Source text:
□ □ □ □
Many myths surround the origin of amber. The Greeks called amber elektron, or sun-made, perhaps because of this above story, or perhaps because it becomes electrically charged when rubbed with a cloth and can attract small particles.
Homer mentions amber jewelry - earrings and a necklace of amber beads - as a princely gift in the Odyssey. Another ancient writer, Nicias, said that amber was the juice or essence of the setting sun congealed in the sea and cast up on the shore. The Romans sent armies to conquer and control amber producing areas. Emperor Nero was a great connoisseur of amber. During his time, wrote Roman historian Pliny, the price of an amber figurine, no matter how small, exceeded the price of a living healthy slave. The ancient Germans burned amber as incense, so they called it Bernstein, or "burn stone." Clear colorless amber was considered the best material for rosary beads in the middle Ages due to its smooth silky feel. Certain orders of knights controlled the trade and unauthorized possession of raw amber was illegal in most of Europe by the year 1400.
The existence of ancient amber amulets is evidence that people believed in the power of the stone since the earliest prehistoric times. Amber has also been used as a kind of foundation stone to ensure health and good luck for inhabitants of a dwelling. The faith in the effectiveness and power of amber continues until today.
□ □ □ □
Data:

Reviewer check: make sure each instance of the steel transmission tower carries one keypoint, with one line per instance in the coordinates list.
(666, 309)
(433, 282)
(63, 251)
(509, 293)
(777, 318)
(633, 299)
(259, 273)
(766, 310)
□ □ □ □
Your goal: Extend the amber passage with new prose that picks up after its final sentence.

Exercise response:
But the most fascinating is perhaps its unequalled color diversity. The uniqueness of amber also results from the visual properties of the raw stone. Forms created by nature are interesting: drops, icicles, and nuggets with a natural opening were used as the first amulets. They were strung on a leather thong for protection or as a decoration. Then there were figurines of animals, birds, and fish which were to guarantee successful hunting or fishing. People believed that just as amber attracts dry grass blades, such amulets attract luck and happiness and have a special power to ward off evil.
Various amber amulets, such as amber hearts, crosses, and elephants with a raised trunk or figurines of Buddha are still used today. Necklaces are also a type of amulet. In the Polish regions of Kurpie and Kashuba we may come across "pajaki" and "kierece" which decorate peoples' homes. "Kierce" are connected with the cult of the sun.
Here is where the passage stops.